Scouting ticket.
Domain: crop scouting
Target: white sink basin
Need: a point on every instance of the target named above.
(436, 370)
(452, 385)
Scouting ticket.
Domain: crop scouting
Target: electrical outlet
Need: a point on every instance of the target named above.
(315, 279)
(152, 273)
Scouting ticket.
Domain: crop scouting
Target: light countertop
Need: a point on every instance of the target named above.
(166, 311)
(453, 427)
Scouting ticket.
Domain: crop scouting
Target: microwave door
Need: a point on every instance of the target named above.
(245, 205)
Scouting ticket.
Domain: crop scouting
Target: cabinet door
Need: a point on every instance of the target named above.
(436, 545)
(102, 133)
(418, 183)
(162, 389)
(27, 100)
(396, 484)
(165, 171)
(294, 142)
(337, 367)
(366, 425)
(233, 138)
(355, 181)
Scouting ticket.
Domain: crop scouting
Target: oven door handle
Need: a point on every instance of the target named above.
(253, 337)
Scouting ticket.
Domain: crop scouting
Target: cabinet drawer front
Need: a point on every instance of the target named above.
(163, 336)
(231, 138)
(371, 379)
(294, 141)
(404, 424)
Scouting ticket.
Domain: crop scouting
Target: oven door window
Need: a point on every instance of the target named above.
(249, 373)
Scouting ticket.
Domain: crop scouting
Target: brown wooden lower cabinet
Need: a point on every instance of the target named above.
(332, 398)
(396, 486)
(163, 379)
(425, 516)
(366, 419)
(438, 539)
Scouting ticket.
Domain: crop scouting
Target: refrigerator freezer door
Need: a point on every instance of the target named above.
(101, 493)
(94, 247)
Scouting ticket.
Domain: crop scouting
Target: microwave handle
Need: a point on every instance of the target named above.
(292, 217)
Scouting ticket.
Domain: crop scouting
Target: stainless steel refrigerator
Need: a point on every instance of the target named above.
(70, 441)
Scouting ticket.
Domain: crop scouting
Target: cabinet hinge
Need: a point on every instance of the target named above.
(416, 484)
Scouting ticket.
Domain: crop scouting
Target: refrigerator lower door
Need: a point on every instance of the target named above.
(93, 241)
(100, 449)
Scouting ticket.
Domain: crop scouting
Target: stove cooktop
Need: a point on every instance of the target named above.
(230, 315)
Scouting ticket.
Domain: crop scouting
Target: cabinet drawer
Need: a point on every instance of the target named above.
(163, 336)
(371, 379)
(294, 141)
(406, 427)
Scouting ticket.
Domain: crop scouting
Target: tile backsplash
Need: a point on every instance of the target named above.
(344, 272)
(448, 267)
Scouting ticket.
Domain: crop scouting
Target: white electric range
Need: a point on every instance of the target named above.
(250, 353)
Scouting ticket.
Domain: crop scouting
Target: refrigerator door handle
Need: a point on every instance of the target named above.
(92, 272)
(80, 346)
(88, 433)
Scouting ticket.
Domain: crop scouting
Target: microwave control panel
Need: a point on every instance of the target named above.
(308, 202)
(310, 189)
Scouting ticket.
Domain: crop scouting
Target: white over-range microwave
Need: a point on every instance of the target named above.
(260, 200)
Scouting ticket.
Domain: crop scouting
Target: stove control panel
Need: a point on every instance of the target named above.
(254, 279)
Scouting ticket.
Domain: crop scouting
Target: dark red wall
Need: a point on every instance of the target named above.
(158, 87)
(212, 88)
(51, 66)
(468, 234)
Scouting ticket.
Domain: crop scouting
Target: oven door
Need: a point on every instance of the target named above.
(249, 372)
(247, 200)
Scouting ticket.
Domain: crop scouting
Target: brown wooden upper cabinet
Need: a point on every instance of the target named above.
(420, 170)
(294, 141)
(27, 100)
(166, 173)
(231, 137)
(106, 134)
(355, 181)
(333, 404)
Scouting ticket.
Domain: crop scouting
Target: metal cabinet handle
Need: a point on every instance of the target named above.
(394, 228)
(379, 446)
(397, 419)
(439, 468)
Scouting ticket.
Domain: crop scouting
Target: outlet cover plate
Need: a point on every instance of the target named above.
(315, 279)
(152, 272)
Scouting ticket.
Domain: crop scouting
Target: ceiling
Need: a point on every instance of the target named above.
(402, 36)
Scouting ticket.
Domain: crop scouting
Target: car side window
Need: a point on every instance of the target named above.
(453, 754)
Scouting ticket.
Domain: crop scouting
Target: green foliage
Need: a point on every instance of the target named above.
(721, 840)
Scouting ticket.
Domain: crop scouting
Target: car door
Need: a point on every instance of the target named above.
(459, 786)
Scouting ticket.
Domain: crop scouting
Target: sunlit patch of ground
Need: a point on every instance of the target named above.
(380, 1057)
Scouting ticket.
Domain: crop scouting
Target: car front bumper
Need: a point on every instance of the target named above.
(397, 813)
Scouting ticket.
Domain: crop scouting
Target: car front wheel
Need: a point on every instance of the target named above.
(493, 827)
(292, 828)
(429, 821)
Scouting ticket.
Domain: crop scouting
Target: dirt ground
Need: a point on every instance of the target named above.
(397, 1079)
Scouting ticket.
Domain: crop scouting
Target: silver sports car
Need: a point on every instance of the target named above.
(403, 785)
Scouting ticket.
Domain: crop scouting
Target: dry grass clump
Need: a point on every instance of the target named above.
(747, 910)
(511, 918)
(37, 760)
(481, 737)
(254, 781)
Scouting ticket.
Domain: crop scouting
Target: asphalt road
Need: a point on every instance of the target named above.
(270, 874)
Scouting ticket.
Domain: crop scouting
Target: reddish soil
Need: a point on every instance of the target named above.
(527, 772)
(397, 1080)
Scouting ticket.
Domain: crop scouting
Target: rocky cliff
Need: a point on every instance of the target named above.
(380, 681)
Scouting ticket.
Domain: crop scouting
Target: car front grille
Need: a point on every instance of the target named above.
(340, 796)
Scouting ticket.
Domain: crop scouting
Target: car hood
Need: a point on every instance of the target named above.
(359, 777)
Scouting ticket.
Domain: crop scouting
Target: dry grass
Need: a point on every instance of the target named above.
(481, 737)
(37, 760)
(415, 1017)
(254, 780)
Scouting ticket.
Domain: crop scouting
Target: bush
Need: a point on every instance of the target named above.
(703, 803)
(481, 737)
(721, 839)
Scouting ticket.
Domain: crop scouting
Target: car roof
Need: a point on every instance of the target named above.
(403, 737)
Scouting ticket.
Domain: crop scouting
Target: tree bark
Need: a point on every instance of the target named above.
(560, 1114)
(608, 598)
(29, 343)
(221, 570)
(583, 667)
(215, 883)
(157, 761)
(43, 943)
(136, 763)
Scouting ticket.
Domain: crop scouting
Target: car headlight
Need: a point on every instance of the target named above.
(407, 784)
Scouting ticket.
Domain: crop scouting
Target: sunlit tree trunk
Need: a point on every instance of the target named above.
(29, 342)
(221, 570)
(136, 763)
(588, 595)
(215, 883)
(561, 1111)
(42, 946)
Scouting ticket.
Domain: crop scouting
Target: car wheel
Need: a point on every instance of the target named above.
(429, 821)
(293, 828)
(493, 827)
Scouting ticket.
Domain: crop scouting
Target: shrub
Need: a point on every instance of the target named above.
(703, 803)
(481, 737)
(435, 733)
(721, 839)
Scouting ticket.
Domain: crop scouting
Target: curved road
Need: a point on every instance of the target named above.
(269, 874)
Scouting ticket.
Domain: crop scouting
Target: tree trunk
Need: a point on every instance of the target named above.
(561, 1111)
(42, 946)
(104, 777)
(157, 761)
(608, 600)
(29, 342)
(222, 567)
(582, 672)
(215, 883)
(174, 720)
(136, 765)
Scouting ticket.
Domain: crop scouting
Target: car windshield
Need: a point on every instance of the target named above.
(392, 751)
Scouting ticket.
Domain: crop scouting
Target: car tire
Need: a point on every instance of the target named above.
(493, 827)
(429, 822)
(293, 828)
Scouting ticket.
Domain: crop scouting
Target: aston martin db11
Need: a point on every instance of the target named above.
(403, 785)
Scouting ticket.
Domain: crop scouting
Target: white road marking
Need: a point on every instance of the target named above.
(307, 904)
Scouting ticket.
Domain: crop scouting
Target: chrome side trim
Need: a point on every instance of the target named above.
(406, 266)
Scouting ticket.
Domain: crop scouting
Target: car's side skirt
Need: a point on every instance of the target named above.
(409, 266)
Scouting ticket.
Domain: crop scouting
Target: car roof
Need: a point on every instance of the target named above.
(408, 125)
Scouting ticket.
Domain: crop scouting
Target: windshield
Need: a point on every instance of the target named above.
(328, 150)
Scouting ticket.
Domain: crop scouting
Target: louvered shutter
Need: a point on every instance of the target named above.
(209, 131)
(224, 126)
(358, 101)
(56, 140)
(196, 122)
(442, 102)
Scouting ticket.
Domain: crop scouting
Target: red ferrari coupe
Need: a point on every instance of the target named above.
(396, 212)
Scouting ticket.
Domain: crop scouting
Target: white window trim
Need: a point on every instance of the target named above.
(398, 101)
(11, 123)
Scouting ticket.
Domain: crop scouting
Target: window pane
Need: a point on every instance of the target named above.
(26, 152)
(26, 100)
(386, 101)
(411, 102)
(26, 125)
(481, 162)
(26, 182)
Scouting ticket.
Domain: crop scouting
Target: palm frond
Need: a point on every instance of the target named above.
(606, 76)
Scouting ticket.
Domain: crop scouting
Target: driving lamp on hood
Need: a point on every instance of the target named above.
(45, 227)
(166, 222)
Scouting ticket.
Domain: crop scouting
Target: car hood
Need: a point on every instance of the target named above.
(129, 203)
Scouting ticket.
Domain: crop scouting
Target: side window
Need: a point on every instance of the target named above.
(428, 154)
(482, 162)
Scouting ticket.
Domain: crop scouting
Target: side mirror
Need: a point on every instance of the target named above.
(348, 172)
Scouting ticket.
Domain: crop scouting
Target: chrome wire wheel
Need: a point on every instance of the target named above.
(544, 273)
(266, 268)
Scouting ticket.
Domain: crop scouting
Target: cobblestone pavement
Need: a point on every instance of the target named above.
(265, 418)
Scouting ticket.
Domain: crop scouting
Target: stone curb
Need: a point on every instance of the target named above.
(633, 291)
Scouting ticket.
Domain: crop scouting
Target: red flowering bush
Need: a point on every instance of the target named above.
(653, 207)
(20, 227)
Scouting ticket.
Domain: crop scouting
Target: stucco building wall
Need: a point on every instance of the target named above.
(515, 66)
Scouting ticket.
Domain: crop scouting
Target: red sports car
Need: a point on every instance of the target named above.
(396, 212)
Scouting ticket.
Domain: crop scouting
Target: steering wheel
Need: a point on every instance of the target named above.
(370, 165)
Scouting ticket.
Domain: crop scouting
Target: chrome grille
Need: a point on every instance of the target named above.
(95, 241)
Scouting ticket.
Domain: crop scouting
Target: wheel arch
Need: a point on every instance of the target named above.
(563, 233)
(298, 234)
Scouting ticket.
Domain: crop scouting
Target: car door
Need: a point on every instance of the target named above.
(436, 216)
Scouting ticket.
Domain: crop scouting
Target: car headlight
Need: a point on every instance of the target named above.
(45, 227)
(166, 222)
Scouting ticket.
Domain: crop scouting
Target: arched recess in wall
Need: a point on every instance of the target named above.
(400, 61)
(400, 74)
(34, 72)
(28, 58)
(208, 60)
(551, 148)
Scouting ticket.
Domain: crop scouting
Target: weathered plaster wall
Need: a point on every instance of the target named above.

════

◆ **Deine Aufgabe**:
In wie vielen Zeilen der Einträge oben kommt das Wort „door“ vor? Zähle nach und gib nur die Zahl an.

◆ **Lösung**:
10